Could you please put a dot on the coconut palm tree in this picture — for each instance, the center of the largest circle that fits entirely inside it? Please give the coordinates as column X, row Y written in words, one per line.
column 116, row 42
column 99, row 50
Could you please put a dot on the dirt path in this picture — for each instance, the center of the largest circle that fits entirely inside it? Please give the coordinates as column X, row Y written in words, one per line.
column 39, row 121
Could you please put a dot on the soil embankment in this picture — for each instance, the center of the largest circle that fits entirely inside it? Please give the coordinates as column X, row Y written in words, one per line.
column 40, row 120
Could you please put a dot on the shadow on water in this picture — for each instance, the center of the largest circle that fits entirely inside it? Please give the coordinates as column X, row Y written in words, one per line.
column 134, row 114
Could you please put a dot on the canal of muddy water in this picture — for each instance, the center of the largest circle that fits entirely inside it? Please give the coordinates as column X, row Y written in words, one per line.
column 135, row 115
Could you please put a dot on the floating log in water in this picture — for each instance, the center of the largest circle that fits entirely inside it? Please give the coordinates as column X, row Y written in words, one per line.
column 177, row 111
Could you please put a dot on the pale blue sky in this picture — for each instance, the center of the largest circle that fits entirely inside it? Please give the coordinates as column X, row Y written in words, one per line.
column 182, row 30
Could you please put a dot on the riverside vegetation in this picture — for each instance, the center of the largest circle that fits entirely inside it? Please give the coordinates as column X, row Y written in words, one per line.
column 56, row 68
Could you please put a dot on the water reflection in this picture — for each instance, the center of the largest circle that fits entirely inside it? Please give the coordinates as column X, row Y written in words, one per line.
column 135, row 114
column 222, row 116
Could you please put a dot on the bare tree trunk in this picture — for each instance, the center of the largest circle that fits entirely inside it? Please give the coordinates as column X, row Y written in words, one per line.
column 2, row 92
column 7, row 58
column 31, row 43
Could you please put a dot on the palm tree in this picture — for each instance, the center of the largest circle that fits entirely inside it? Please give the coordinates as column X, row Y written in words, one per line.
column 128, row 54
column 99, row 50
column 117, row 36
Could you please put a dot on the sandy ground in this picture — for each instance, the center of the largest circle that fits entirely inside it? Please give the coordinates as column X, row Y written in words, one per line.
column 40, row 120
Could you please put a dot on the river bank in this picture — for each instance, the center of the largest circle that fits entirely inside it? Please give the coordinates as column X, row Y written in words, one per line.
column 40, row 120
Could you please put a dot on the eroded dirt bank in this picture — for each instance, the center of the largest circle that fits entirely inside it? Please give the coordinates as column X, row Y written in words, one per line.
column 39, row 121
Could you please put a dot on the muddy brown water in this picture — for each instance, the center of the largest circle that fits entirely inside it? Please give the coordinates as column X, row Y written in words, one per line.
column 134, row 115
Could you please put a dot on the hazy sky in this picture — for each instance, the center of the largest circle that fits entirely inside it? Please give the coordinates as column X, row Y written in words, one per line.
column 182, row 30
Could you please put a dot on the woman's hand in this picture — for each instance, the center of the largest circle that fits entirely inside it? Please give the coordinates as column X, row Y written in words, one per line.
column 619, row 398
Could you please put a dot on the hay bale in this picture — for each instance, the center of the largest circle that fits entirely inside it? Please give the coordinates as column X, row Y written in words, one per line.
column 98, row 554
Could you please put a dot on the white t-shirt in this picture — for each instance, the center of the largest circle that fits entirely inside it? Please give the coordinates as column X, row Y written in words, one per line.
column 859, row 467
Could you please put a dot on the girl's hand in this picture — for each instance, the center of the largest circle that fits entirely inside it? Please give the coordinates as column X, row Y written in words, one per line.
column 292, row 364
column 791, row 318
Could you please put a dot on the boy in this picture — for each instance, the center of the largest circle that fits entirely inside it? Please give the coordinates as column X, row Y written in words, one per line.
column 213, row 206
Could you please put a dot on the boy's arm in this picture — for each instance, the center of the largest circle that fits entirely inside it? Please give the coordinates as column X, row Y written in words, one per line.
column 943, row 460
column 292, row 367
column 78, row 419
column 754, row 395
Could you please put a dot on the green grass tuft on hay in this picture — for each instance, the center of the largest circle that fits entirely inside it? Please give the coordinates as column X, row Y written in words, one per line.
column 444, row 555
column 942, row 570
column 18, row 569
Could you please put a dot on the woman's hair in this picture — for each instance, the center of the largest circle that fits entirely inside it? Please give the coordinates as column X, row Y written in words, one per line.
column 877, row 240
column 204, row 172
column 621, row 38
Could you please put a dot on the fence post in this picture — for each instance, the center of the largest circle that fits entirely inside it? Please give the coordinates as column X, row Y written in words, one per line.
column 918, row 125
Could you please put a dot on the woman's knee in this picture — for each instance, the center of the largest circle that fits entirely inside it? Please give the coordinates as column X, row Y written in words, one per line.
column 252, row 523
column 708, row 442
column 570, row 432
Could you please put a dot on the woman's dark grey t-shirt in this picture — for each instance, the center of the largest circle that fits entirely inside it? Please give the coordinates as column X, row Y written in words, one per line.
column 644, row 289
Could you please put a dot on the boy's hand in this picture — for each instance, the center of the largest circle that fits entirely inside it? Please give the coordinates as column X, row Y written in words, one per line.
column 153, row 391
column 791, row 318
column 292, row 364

===============

Each line of the listing should be reproduced without any alteration.

Could you please put a dot on the coconut palm tree in this picture — for each instance, the center of the largest circle that fits entirely inside it? Please give the coordinates as column X, row Y written in words, one per line.
column 116, row 42
column 99, row 50
Could you please put a dot on the dirt path in this picture — for each instance, the center of the largest circle that fits entirely inside it? Please give the coordinates as column X, row Y written in words, one per line.
column 39, row 121
Could you please put a dot on the soil embankment in this picture — for each instance, the center of the largest circle that fits entirely inside it? Please give the coordinates as column X, row Y written in words, one per line.
column 40, row 120
Could you please put a dot on the shadow on water in this picture — for each instance, the center of the largest circle that fits entirely inside it? Please give the coordinates as column X, row Y written in words, one per line.
column 134, row 114
Could you please put a dot on the canal of muddy water in this picture — for each instance, the center of the largest circle that fits entirely inside it? Please give the coordinates as column X, row Y written in words, one per line.
column 135, row 115
Could you please put a dot on the floating log in water in this picture — for each instance, the center of the largest circle that fits entirely inside it? Please give the coordinates as column X, row Y written in words, one per line.
column 177, row 111
Could you please put a dot on the pale blue sky in this picture — for each instance, the center of the largest circle that fits entirely inside it? Please give the coordinates as column X, row Y written in words, one per line.
column 182, row 30
Could you please put a dot on the riverside vegetation in this picture — for each instance, the center of the largest circle that fits entirely inside it? Please give the coordinates as column X, row Y written in words, one per line.
column 56, row 68
Could you please put a dot on the water reflection in this picture — for each instance, the center of the largest circle that fits entirely inside it? Please give the coordinates as column X, row Y written in words, one per line.
column 135, row 114
column 222, row 116
Could you please put a dot on the bare tree trunk in this picture — for each instance, the center of the largest circle that fits entirely inside it? Please give the coordinates as column X, row Y written in words, one per line.
column 2, row 92
column 7, row 58
column 31, row 43
Could you please put a dot on the palm tree in this picture — for each instance, the center of the largest circle that fits entirely inside it? Please give the coordinates as column X, row Y written in words, one per line.
column 128, row 54
column 99, row 50
column 117, row 36
Could you please put a dot on the sandy ground in this picture — for each instance, the center of the largest circle that fits entirely inside it? Please give the coordinates as column X, row Y written in words, one per line.
column 40, row 120
Could you please put a dot on the river bank in this picture — for each instance, the center of the largest circle that fits entirely inside it? Please give the coordinates as column X, row Y written in words, one per line.
column 40, row 120
Could you please put a dot on the eroded dirt bank in this picture — for each instance, the center of the largest circle that fits entirely inside it? Please give the coordinates as column X, row Y written in words, one per line.
column 39, row 121
Could you please put a dot on the muddy brown water in this picture — for each instance, the center of the largest circle that fits entirely inside it? Please give the coordinates as column X, row Y written in words, one per line.
column 134, row 115
Could you please put a dot on the hazy sky in this picture — for each instance, the center of the largest circle that fits entirely inside it? Please give the coordinates as column X, row Y written in words, one per line.
column 182, row 30
Could you please put a dot on the woman's hand in this picture — for each instance, the center of the largest circle that fits entirely inside it? Please give the coordinates as column X, row Y written in words, one per line.
column 619, row 398
Could you please put a dot on the hay bale in this picture — for each instance, the center of the largest circle that fits entirely inside it? Please give the coordinates as column X, row Y written in words, one per line.
column 98, row 554
Could you please put a dot on the white t-shirt in this picture — for each instance, the center of the largest circle that fits entirely inside it? Please give the coordinates as column X, row Y written in words, one per line.
column 859, row 467
Could you please put a dot on the girl's hand in this picture — for each instance, the center of the largest circle that fits entirely inside it? Please give the coordinates as column X, row Y written in words, one per line.
column 292, row 364
column 791, row 318
Could you please put a dot on the boy in this picture — for each instance, the center of the largest circle that fits entirely inside it? Please give the coordinates as column X, row Y written in words, one per line.
column 213, row 206
Could you please put a dot on the boy's arm in this picture — for each instance, the center of the largest circle that fits entirely inside it? Please give the coordinates as column X, row Y written in words, one per line.
column 943, row 460
column 292, row 367
column 78, row 419
column 754, row 395
Could you please put a dot on the green grass tuft on hay in this picture — for each instance, the center of the largest circle that fits entirely inside it? Please give the coordinates as column X, row Y written in words, one per line.
column 444, row 555
column 942, row 570
column 18, row 569
Could you please put a dot on the woman's hair in this picture — for each instance, the center of the largest circle that fits entirely inside it? Please give the coordinates as column X, row Y written in words, one per line.
column 877, row 240
column 204, row 172
column 621, row 38
Could you please put a dot on the fence post in this picture — for each instance, the center of the largest circle that fits entirely inside it? Please give the coordinates as column X, row Y written in words, one per line.
column 918, row 125
Could you please put a dot on the woman's knee in this picture — for each instance, the center of the largest circle that fits entirely inside it? Please give the coordinates as column X, row Y written in words, one per line.
column 252, row 523
column 708, row 442
column 570, row 432
Could you please put a dot on the woman's dark grey t-shirt in this picture — for each instance, the center of the largest circle that fits entirely inside it? Please give the coordinates as column X, row Y written in words, one per line.
column 644, row 289
Could you please put a dot on the boy's hand in this picture — for each instance, the center of the largest circle that fits entirely inside it? Please give the coordinates as column X, row Y written in words, one per line.
column 153, row 391
column 791, row 318
column 292, row 364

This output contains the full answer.